**Text segment:**
• • • •

# Black Water Tank



## TurkeyBranch (Mar 12, 2009)

As you all know, or you do now, we just got our 2002, 28BHS
I noticed the black water tank gauge thing would always show 1/3 or more. So, I figured I would really clean it out good.

I bought a tank wand, stuck it through the toilet and started washing. It took me 4 tank fulls to get it clean. The gauge now shows empty. On the last tank I poured a cup of bleach in and filled it with clean water, let it set for about 1/2 hour and drained it. Nice and clean. I would have thought the dealer would have cleaned it out better when they sold it to us.

Anyway, question is.
Do I need to use this wand every time? every other time? how often? Is a cup (28 gallon tank) of bleach to much? ( I know that bleach can dry out some seals and stuff, didn't know if there is anything like that in the tank.)

And, how do I clean out the grey tank? Just keep flushing it?
I do pour a gallon of water through the sink after every trip to flush out the trap, but should I throw some bleach in there? Is there a chemical that we can put in that will dissolve any little solids that make it down the drain?


----------



## CamperAndy (Aug 26, 2004)

First thing is don't over analyze the issue. A little left behind in the tank is not the end of the world. You can install a Tornado flush to help keep the sensors clean and there are dedicated chemicals for the tanks so I would recommend using those and not use bleach.

There are also those that use a method of adding water softener and soap to the tanks to help keep them clean but that seems like to much to think about.

I use the trail and when I am ready to dump the tanks I fill them to the top more or less for the drive home. I then go to a near by dump station and dump the tanks, refill and dump again. I then put about a gallon of water in and at one pouch of tank chemicals. It stays like that until I camp again and need to dump again.


----------



## California Jim (Dec 11, 2003)

You should thoroughly clean the black tank after every use with whatever method you prefer. However, I would advise against putting bleach down there as it might ruin the valve seal.

• • • •

**Records shown:**

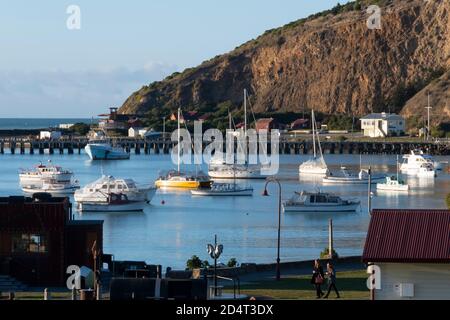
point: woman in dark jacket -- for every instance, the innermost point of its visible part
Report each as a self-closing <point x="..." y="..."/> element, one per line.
<point x="317" y="278"/>
<point x="331" y="281"/>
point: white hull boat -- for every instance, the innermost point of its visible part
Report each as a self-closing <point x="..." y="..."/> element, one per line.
<point x="392" y="184"/>
<point x="309" y="202"/>
<point x="54" y="189"/>
<point x="106" y="207"/>
<point x="418" y="164"/>
<point x="99" y="190"/>
<point x="351" y="178"/>
<point x="316" y="165"/>
<point x="36" y="177"/>
<point x="224" y="190"/>
<point x="104" y="151"/>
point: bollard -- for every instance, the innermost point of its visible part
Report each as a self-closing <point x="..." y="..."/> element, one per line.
<point x="74" y="293"/>
<point x="99" y="292"/>
<point x="47" y="295"/>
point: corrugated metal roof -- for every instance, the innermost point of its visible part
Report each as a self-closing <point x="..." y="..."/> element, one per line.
<point x="408" y="236"/>
<point x="384" y="116"/>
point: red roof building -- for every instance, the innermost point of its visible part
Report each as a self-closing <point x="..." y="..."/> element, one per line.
<point x="409" y="254"/>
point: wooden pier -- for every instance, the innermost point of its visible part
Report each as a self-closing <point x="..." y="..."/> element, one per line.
<point x="18" y="146"/>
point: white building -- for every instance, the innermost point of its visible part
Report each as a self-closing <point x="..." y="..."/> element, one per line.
<point x="409" y="252"/>
<point x="381" y="125"/>
<point x="50" y="135"/>
<point x="137" y="132"/>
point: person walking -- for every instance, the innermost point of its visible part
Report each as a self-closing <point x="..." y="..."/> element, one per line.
<point x="331" y="273"/>
<point x="318" y="278"/>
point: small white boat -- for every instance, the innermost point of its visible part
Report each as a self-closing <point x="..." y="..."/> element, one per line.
<point x="392" y="184"/>
<point x="99" y="190"/>
<point x="103" y="150"/>
<point x="347" y="177"/>
<point x="317" y="164"/>
<point x="319" y="202"/>
<point x="224" y="189"/>
<point x="439" y="165"/>
<point x="113" y="203"/>
<point x="418" y="164"/>
<point x="35" y="177"/>
<point x="53" y="187"/>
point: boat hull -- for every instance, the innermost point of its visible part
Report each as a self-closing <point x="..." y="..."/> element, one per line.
<point x="104" y="152"/>
<point x="53" y="192"/>
<point x="343" y="180"/>
<point x="228" y="193"/>
<point x="105" y="207"/>
<point x="384" y="187"/>
<point x="182" y="184"/>
<point x="320" y="208"/>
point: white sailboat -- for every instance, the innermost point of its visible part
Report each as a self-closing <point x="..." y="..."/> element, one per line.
<point x="180" y="179"/>
<point x="317" y="164"/>
<point x="220" y="169"/>
<point x="418" y="164"/>
<point x="319" y="202"/>
<point x="393" y="183"/>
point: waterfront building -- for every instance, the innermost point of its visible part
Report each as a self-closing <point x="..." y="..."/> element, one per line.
<point x="411" y="250"/>
<point x="50" y="135"/>
<point x="382" y="125"/>
<point x="39" y="239"/>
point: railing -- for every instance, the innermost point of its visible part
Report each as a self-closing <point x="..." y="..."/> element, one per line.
<point x="236" y="284"/>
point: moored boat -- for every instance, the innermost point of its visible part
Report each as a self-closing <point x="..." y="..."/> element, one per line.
<point x="347" y="177"/>
<point x="35" y="177"/>
<point x="319" y="202"/>
<point x="392" y="184"/>
<point x="224" y="189"/>
<point x="103" y="150"/>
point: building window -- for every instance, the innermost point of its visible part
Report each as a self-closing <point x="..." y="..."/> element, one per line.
<point x="29" y="243"/>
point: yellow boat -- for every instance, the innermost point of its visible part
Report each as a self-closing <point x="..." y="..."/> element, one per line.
<point x="175" y="179"/>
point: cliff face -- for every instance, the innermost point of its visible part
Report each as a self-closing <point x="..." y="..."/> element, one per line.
<point x="334" y="64"/>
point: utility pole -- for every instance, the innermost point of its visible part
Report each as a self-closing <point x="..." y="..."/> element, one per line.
<point x="428" y="116"/>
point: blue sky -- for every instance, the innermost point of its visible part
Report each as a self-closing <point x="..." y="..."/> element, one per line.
<point x="47" y="70"/>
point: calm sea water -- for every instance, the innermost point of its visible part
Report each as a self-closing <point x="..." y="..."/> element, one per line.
<point x="170" y="233"/>
<point x="23" y="123"/>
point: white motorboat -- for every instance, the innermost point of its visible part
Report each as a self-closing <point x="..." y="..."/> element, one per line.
<point x="347" y="177"/>
<point x="392" y="184"/>
<point x="113" y="203"/>
<point x="53" y="187"/>
<point x="224" y="189"/>
<point x="35" y="177"/>
<point x="319" y="202"/>
<point x="317" y="164"/>
<point x="103" y="150"/>
<point x="99" y="190"/>
<point x="419" y="164"/>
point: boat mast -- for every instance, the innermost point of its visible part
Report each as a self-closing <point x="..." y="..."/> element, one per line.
<point x="313" y="120"/>
<point x="178" y="138"/>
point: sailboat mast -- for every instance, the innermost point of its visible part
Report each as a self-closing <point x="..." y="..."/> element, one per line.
<point x="245" y="111"/>
<point x="178" y="138"/>
<point x="313" y="120"/>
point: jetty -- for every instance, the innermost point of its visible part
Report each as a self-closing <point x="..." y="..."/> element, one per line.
<point x="138" y="146"/>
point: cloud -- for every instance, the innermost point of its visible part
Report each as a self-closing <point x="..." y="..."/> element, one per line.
<point x="72" y="93"/>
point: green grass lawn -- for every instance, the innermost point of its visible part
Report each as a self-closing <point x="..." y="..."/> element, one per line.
<point x="351" y="286"/>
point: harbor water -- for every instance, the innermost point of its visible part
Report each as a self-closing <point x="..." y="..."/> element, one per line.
<point x="177" y="225"/>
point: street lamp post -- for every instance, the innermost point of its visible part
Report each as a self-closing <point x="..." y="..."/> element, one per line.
<point x="266" y="193"/>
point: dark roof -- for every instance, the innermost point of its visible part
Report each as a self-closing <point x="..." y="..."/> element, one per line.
<point x="421" y="236"/>
<point x="387" y="116"/>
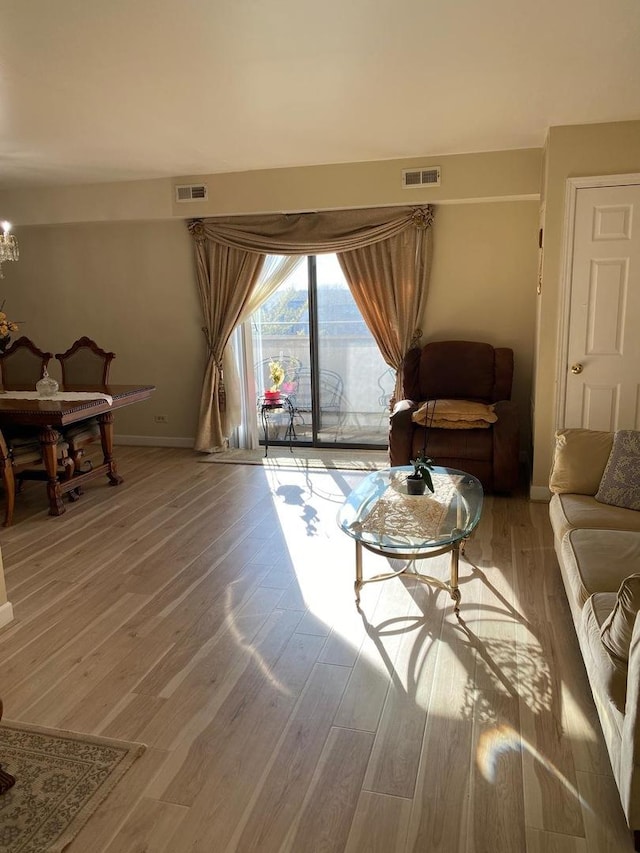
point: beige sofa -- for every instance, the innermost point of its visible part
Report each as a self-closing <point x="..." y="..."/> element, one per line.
<point x="598" y="548"/>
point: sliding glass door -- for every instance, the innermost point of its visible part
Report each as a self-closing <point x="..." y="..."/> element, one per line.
<point x="334" y="374"/>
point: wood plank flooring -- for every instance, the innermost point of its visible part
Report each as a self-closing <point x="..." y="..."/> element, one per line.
<point x="208" y="612"/>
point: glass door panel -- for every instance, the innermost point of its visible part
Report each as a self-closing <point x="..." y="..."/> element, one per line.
<point x="354" y="381"/>
<point x="333" y="370"/>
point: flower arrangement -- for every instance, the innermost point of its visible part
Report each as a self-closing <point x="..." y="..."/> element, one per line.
<point x="6" y="327"/>
<point x="422" y="467"/>
<point x="276" y="372"/>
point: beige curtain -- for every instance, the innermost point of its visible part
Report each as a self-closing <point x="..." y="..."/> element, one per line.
<point x="389" y="282"/>
<point x="226" y="278"/>
<point x="230" y="252"/>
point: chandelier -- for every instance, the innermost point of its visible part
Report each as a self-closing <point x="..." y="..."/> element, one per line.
<point x="8" y="246"/>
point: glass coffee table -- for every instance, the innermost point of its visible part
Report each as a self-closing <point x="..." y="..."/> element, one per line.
<point x="384" y="519"/>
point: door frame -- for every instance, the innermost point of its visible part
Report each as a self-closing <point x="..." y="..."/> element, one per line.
<point x="571" y="200"/>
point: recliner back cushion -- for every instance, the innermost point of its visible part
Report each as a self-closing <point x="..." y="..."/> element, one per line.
<point x="462" y="369"/>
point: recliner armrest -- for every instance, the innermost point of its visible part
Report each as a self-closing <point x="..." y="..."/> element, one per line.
<point x="506" y="446"/>
<point x="401" y="432"/>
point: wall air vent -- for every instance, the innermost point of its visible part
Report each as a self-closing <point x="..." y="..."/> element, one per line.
<point x="429" y="176"/>
<point x="191" y="192"/>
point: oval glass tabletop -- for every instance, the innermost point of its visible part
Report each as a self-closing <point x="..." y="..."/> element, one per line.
<point x="380" y="513"/>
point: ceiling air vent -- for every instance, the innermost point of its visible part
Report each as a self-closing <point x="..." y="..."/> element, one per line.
<point x="427" y="177"/>
<point x="191" y="192"/>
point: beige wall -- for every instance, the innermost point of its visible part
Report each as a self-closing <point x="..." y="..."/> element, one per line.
<point x="131" y="286"/>
<point x="576" y="151"/>
<point x="465" y="177"/>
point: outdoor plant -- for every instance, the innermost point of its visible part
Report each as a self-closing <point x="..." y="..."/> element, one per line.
<point x="276" y="372"/>
<point x="422" y="467"/>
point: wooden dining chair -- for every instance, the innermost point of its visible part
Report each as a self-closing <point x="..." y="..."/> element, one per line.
<point x="22" y="365"/>
<point x="22" y="459"/>
<point x="84" y="365"/>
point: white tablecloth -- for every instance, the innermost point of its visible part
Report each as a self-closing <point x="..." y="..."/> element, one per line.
<point x="59" y="396"/>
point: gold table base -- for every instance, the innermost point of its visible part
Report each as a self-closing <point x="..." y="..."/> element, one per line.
<point x="451" y="586"/>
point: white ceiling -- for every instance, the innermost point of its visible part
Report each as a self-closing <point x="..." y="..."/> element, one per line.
<point x="133" y="89"/>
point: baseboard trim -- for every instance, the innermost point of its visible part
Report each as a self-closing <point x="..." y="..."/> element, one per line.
<point x="539" y="493"/>
<point x="6" y="613"/>
<point x="154" y="441"/>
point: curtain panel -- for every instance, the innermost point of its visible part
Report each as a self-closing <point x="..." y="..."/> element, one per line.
<point x="230" y="252"/>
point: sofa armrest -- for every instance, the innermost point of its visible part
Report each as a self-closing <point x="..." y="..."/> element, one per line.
<point x="401" y="432"/>
<point x="506" y="447"/>
<point x="629" y="772"/>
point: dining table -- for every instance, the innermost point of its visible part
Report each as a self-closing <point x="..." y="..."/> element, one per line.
<point x="70" y="406"/>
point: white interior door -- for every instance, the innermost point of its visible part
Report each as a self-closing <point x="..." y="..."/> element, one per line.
<point x="603" y="355"/>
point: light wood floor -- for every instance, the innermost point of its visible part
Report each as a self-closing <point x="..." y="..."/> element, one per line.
<point x="207" y="611"/>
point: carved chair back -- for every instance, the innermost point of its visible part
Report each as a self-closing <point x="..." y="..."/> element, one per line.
<point x="85" y="363"/>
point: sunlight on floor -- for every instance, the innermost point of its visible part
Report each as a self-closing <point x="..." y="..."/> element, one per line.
<point x="503" y="740"/>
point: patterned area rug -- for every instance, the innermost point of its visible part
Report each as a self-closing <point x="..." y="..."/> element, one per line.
<point x="61" y="778"/>
<point x="304" y="457"/>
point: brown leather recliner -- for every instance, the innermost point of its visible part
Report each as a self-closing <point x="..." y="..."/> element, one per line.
<point x="460" y="370"/>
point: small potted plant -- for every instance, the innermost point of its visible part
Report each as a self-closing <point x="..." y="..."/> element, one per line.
<point x="421" y="477"/>
<point x="276" y="372"/>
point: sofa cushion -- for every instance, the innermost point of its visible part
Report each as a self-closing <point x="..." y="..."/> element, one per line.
<point x="618" y="627"/>
<point x="569" y="511"/>
<point x="605" y="670"/>
<point x="620" y="484"/>
<point x="599" y="560"/>
<point x="579" y="461"/>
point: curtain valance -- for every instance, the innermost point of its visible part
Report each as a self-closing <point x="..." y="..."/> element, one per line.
<point x="311" y="233"/>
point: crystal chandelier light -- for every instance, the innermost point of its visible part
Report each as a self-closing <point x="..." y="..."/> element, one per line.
<point x="8" y="246"/>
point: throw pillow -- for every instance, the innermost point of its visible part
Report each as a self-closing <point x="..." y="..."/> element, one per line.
<point x="620" y="484"/>
<point x="580" y="458"/>
<point x="454" y="411"/>
<point x="618" y="627"/>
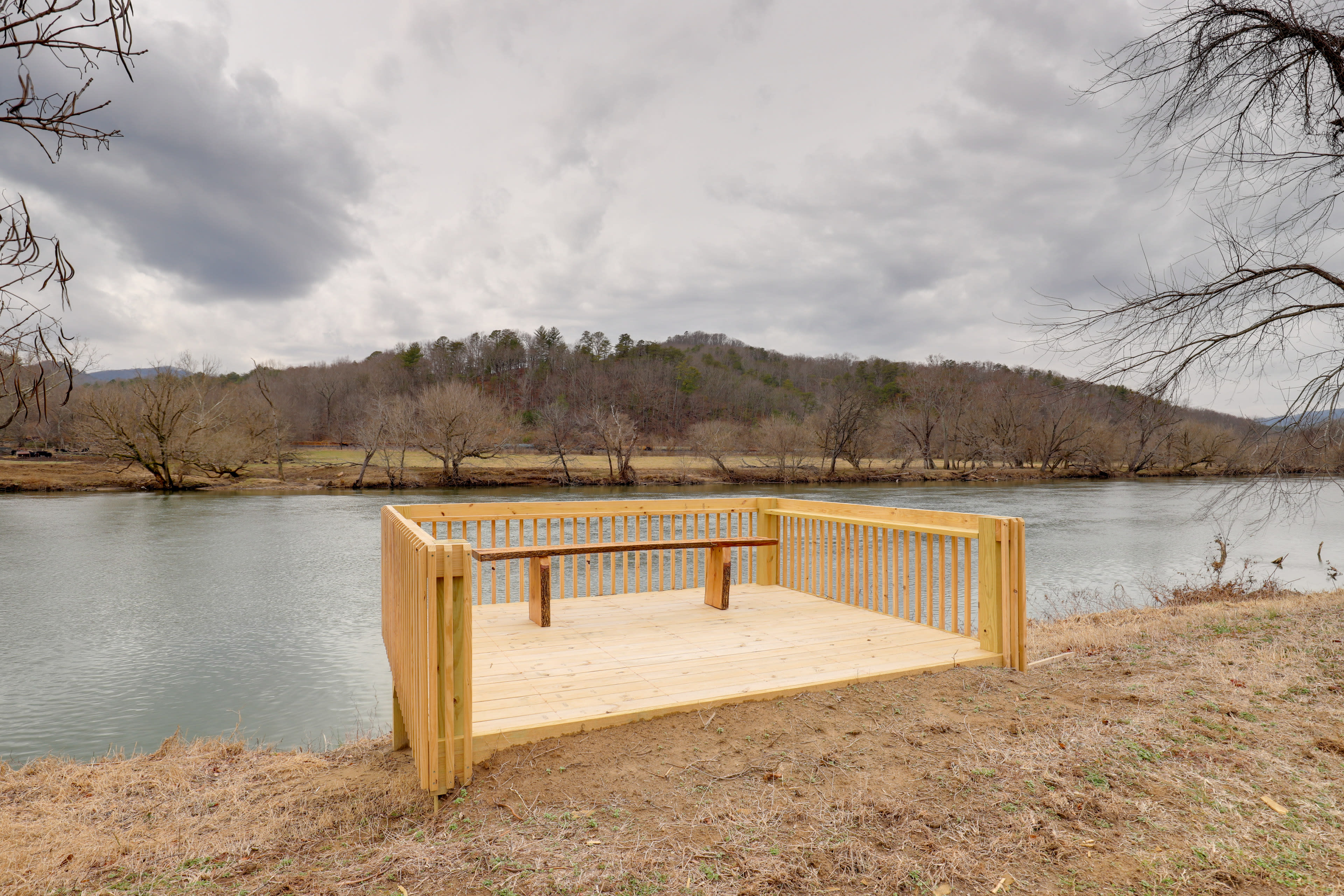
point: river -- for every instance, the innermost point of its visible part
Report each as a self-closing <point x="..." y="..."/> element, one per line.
<point x="127" y="616"/>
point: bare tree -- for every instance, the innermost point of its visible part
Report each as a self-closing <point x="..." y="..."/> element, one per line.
<point x="402" y="432"/>
<point x="1147" y="425"/>
<point x="715" y="440"/>
<point x="560" y="432"/>
<point x="921" y="414"/>
<point x="617" y="433"/>
<point x="264" y="375"/>
<point x="1057" y="428"/>
<point x="457" y="421"/>
<point x="155" y="422"/>
<point x="48" y="40"/>
<point x="842" y="421"/>
<point x="784" y="441"/>
<point x="370" y="434"/>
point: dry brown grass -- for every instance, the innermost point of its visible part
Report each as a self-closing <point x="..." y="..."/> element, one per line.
<point x="1136" y="768"/>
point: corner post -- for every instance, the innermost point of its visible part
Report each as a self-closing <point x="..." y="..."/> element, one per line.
<point x="460" y="590"/>
<point x="539" y="592"/>
<point x="991" y="601"/>
<point x="400" y="737"/>
<point x="439" y="652"/>
<point x="768" y="556"/>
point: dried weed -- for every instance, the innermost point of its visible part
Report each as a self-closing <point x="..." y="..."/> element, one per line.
<point x="1139" y="766"/>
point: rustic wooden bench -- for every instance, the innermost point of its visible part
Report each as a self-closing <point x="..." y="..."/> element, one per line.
<point x="717" y="573"/>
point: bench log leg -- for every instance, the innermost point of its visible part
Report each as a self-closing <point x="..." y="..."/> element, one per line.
<point x="718" y="573"/>
<point x="539" y="592"/>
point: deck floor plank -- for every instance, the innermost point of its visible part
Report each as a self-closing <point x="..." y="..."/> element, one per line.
<point x="608" y="660"/>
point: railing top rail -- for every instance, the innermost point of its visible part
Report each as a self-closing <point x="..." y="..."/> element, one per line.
<point x="615" y="547"/>
<point x="555" y="510"/>
<point x="908" y="516"/>
<point x="960" y="532"/>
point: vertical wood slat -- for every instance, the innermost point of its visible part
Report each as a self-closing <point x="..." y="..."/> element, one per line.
<point x="427" y="633"/>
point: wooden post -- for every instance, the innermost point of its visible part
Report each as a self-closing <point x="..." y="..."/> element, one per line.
<point x="768" y="558"/>
<point x="462" y="614"/>
<point x="991" y="588"/>
<point x="439" y="648"/>
<point x="718" y="572"/>
<point x="539" y="592"/>
<point x="1019" y="585"/>
<point x="400" y="739"/>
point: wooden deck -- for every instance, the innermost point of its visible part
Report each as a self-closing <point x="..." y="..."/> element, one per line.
<point x="612" y="660"/>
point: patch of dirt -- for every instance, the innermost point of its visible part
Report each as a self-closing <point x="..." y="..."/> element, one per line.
<point x="1139" y="766"/>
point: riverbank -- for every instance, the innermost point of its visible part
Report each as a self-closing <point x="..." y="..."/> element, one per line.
<point x="315" y="472"/>
<point x="1190" y="750"/>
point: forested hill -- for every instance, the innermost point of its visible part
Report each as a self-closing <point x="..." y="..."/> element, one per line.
<point x="945" y="410"/>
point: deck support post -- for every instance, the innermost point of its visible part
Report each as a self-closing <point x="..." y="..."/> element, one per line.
<point x="539" y="592"/>
<point x="718" y="574"/>
<point x="991" y="596"/>
<point x="768" y="556"/>
<point x="460" y="590"/>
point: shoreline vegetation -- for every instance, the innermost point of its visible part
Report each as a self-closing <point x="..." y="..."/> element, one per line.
<point x="328" y="469"/>
<point x="1194" y="747"/>
<point x="529" y="409"/>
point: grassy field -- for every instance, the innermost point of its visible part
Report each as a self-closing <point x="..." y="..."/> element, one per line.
<point x="1191" y="750"/>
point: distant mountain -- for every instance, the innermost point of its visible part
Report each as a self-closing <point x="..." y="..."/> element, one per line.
<point x="128" y="374"/>
<point x="1311" y="418"/>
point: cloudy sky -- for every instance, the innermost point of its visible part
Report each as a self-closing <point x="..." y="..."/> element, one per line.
<point x="310" y="181"/>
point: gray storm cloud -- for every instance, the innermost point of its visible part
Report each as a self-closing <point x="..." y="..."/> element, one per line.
<point x="219" y="181"/>
<point x="867" y="178"/>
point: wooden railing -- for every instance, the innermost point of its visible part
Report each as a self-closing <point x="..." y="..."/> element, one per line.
<point x="958" y="573"/>
<point x="428" y="635"/>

• • • •

**Brief 1:**
For the black water tank thread, say whether each statement agrees with it: (a) Cleaning with the tank wand took four tank fulls. (b) CamperAndy recommends using bleach in the tanks. (c) California Jim advises cleaning the black tank only occasionally. Answer yes or no for each and quote the deciding words.
**Brief 2:**
Carry the black water tank thread forward from its final post.
The material comes from a separate source.

**Reply 1:**
(a) Yes: "It took me 4 tank fulls to get it clean."
(b) No: "I would recommend using those and not use bleach."
(c) No: "You should thoroughly clean the black tank after every use with whatever method you prefer."

**Reply 2:**
The wand works great but can be inconvenient, many have installed an internal tank flushing device like the Quickie or Tornado Flush, and some use a back-flush device like the Flush King. All will work. But do get the tank completely clean after each use.

Once clean I add my chemical of choice (Odorloss granules packet) and about 3-4 gallons of water and leave it this way in storage until next time. Even if next time is 8 weeks away I never have a probelm with odor.


----------



## tdvffjohn (Mar 10, 2005)

So many ways to do the same thing and none of them wrong.

I dump after every use,usually, flush well using the Tornado in tank device. I do like to use the Calgon to supposidly keep the walls slippery because it does clean easier when I use it. I also add a few gallons of water as Jim does with a packet of chemicals. If I am camping for a extended period of time and I plan on dumping the black tank more than once, I rarely use chemicals until the last dumping. Now if the line is long leaving the campground and I do not want to wait, I have left without dumping if I am going out within a week or so again. Definitely use chemicals then.

No habits set it stone, decide as I go along what needed.


----------



## Lmbevard (Mar 18, 2006)

TurkeyBranch said:


> As you all know, or you do now, we just got our 2002, 28BHS
> I noticed the black water tank gauge thing would always show 1/3 or more. So, I figured I would really clean it out good.
> 
> I bought a tank wand, stuck it through the toilet and started washing. It took me 4 tank fulls to get it clean. The gauge now shows empty. On the last tank I poured a cup of bleach in and filled it with clean water, let it set for about 1/2 hour and drained it. Nice and clean. I would have thought the dealer would have cleaned it out better when they sold it to us.
> ...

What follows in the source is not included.